→ Given text:
However, for my large table I did not use estwide or estauto, because I simply changed the style of the whole layout with
\geometry{a4paper,left=35mm,right=35mm, top=30mm, bottom=30mm} .
This is because the table has 8 columns and over 25 variables and I did not like the former layout anyways.
Thus, many thanks Jörg for the help and your quick responses.
Best wishes!
Molley

• You’re welcome. But the main purpose of \estauto and \estwide is to provide an environment that allows to include captions and labels in LaTeX as oppossed to including them in Stata (changing them is a lot easier and faster in LaTeX). I am not sure I understand how that relates to changing the page dimensions with geometry.

3. Regarding \estauto{table4}{4}{S[table-format=4.4]S[table-format=4.4]}: Here I made a mistake and the correct syntax should be \estauto{table4}{3}{S[table-format=4.4]S[table-format=4.4]} – but this does not affect the output. But to clarify things:

The first curly bracket specifies the filename of the table (here “table4″, referring to “table4.tex” generated by estout).

The second curly bracket specifies the number of *data* columns. Have a look at table 4 above. This table has 3 data columns, (1), (2) and (3). The variable label column does not count, and neither do the “subcolumns”.

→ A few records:
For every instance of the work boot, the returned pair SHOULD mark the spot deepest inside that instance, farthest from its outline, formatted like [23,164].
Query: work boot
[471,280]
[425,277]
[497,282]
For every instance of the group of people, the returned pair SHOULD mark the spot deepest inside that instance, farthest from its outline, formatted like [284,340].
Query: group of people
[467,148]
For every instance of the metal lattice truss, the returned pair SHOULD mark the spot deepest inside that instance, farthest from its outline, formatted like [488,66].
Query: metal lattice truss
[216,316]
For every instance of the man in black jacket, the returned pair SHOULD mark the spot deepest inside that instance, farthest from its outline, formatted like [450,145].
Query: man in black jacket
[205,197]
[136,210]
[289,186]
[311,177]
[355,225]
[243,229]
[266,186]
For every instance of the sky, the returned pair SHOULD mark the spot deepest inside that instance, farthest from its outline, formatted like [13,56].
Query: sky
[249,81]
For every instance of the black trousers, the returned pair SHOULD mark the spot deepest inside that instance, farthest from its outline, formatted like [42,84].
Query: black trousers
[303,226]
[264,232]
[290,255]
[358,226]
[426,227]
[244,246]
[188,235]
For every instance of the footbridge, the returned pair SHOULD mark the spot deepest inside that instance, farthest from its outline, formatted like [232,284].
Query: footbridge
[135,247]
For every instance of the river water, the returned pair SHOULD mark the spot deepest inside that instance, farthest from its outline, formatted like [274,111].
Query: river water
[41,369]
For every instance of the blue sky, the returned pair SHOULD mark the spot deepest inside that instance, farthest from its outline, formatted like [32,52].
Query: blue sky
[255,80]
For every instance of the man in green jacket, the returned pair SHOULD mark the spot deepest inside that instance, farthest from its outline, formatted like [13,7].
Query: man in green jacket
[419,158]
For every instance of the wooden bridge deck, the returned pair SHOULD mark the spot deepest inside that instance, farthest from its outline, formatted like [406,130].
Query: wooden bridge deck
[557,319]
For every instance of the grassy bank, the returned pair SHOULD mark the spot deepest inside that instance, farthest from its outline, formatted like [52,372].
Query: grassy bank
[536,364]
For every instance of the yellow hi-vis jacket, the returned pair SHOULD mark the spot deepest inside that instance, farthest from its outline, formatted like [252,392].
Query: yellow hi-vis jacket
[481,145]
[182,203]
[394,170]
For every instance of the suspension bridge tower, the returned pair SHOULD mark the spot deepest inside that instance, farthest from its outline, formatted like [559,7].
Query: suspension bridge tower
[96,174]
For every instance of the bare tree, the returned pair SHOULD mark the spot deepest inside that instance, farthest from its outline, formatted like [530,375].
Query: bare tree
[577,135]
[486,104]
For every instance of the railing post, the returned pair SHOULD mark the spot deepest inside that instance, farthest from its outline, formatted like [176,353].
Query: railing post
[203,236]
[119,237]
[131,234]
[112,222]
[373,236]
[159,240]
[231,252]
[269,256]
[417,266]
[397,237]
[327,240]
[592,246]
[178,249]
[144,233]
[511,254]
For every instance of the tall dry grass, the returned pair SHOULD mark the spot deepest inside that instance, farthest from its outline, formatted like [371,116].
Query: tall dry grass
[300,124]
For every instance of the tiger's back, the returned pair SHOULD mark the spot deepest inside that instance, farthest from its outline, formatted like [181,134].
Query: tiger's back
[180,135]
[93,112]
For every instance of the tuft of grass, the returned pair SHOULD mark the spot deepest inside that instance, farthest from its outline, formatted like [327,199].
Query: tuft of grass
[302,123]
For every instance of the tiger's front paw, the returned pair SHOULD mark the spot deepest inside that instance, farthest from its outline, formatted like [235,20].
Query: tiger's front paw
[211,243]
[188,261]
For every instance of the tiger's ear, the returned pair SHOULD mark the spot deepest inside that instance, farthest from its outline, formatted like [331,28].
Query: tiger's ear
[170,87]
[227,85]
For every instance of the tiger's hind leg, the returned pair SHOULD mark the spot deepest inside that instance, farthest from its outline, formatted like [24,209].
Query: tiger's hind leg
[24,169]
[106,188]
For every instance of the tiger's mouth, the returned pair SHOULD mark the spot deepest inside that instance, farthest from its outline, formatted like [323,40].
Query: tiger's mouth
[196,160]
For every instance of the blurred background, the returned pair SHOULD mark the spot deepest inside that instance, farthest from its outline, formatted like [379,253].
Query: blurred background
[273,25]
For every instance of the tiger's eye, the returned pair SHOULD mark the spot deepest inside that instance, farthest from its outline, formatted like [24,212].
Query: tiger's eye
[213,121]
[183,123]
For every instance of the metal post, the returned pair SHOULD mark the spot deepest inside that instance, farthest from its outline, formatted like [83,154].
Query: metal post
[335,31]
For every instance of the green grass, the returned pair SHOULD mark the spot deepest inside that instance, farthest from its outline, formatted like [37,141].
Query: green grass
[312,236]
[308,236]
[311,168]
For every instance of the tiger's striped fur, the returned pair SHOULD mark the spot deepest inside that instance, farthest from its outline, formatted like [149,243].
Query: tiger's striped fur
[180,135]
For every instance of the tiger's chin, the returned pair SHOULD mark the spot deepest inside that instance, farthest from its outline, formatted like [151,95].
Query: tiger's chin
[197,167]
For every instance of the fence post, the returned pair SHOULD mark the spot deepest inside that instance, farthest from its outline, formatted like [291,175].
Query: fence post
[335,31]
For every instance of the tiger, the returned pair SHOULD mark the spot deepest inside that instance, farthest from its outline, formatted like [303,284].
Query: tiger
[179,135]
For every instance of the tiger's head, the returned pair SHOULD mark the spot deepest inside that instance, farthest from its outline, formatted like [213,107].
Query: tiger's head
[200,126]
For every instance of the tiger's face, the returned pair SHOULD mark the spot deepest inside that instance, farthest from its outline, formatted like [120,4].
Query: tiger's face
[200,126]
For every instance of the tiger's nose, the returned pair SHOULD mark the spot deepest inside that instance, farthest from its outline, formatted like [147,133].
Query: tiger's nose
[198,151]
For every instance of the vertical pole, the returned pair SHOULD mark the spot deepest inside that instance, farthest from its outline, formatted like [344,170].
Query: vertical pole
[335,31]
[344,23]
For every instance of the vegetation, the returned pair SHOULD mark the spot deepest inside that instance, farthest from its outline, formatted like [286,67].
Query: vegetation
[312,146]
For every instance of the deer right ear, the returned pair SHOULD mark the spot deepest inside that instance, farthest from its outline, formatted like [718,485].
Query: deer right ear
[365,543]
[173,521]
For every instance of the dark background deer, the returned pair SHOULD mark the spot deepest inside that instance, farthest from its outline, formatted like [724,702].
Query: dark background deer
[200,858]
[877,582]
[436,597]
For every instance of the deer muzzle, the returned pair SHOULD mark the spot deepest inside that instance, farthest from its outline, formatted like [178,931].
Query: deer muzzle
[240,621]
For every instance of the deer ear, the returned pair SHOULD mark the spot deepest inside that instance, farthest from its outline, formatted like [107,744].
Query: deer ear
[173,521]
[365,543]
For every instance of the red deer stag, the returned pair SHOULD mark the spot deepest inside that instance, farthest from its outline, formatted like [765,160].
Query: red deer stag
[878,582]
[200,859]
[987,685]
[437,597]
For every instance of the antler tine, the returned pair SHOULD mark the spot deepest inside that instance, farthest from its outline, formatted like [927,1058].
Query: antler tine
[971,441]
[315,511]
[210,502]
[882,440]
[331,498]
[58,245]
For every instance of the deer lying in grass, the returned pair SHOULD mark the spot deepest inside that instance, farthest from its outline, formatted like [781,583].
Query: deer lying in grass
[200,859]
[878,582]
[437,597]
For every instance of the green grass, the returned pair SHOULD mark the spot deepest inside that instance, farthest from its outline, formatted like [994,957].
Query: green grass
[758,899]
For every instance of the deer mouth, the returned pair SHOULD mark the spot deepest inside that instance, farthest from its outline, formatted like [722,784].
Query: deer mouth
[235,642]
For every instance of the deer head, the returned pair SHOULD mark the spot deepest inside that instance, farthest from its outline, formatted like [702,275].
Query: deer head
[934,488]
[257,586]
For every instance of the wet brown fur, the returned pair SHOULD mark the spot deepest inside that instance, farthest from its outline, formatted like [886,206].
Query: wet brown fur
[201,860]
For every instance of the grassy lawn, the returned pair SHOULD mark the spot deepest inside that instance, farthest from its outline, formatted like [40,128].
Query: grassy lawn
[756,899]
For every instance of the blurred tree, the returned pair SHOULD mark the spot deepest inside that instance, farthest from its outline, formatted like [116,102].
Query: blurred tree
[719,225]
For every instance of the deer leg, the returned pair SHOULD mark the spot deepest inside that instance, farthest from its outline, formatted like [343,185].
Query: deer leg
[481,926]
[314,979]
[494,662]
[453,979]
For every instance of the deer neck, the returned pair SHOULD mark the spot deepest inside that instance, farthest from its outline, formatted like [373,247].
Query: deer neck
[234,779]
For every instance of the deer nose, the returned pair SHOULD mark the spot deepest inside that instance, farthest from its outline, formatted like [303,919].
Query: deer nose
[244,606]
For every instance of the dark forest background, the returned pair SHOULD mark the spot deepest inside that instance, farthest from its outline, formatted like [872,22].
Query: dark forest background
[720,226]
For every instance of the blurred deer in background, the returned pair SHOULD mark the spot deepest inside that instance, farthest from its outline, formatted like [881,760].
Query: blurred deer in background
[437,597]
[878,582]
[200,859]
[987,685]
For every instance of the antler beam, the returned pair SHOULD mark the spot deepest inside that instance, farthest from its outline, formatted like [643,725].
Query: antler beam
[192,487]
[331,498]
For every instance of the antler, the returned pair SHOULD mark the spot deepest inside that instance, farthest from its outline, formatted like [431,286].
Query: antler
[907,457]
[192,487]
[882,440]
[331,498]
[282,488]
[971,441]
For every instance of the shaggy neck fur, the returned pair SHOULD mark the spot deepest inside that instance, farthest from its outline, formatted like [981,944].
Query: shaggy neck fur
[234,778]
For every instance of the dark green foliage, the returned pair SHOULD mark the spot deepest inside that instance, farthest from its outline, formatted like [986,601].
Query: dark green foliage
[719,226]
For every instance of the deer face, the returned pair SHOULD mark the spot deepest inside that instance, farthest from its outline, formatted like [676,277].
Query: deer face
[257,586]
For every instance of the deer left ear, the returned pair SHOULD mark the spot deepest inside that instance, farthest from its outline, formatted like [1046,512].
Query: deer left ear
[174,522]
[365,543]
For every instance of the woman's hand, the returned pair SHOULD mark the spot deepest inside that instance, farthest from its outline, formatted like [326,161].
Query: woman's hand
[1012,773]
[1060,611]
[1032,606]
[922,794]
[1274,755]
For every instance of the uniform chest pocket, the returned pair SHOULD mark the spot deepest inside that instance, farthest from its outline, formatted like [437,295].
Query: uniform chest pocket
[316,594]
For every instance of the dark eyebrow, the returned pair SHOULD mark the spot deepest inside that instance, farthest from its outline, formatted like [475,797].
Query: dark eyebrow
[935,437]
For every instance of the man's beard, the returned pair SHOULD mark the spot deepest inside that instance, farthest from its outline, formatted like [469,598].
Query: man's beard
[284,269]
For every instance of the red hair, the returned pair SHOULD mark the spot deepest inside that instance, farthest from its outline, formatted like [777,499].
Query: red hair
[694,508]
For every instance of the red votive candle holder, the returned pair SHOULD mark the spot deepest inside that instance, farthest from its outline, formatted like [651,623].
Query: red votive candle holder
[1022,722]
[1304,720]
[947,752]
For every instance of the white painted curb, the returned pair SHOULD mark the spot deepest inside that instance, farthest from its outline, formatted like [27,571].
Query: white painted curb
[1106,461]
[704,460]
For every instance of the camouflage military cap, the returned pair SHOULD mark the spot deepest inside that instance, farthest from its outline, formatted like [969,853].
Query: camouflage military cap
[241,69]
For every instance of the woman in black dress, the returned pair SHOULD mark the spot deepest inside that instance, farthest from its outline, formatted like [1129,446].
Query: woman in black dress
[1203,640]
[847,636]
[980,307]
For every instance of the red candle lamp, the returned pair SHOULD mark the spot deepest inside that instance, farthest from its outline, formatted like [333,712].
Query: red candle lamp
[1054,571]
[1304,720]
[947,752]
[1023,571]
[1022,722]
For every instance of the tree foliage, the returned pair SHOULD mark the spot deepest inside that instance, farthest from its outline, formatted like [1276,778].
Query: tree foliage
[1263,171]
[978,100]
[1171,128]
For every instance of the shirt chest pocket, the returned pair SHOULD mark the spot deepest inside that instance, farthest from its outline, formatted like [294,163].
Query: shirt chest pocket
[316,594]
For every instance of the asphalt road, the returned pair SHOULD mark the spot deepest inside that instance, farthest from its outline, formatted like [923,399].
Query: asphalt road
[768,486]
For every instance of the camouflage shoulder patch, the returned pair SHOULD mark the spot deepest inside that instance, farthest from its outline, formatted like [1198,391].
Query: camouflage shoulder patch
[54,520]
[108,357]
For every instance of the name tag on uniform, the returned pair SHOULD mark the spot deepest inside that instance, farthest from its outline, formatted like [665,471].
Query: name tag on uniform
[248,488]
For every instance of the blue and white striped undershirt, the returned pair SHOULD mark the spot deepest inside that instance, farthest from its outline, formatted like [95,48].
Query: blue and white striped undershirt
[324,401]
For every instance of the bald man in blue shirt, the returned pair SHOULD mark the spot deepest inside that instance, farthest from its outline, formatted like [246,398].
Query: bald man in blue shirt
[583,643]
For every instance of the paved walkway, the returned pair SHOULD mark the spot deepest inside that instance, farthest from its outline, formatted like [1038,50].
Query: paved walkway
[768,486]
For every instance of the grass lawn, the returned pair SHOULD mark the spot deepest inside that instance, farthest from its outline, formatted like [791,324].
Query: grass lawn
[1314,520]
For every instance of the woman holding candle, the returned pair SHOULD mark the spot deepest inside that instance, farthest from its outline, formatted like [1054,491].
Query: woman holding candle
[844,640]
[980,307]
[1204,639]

→ To-do list:
A: Can you quote the LaTeX table thread between "Best wishes!" and "dimensions with geometry.", inclusive?
B: Which lines of the records contain the word "people"? Pull out each of them.
The LaTeX forum thread and the records have nothing to do with each other.

→ Problem solutions:
A:
Best wishes!
Molley

• You’re welcome. But the main purpose of \estauto and \estwide is to provide an environment that allows to include captions and labels in LaTeX as oppossed to including them in Stata (changing them is a lot easier and faster in LaTeX). I am not sure I understand how that relates to changing the page dimensions with geometry.

B:
For every instance of the group of people, the returned pair SHOULD mark the spot deepest inside that instance, farthest from its outline, formatted like [284,340].
Query: group of people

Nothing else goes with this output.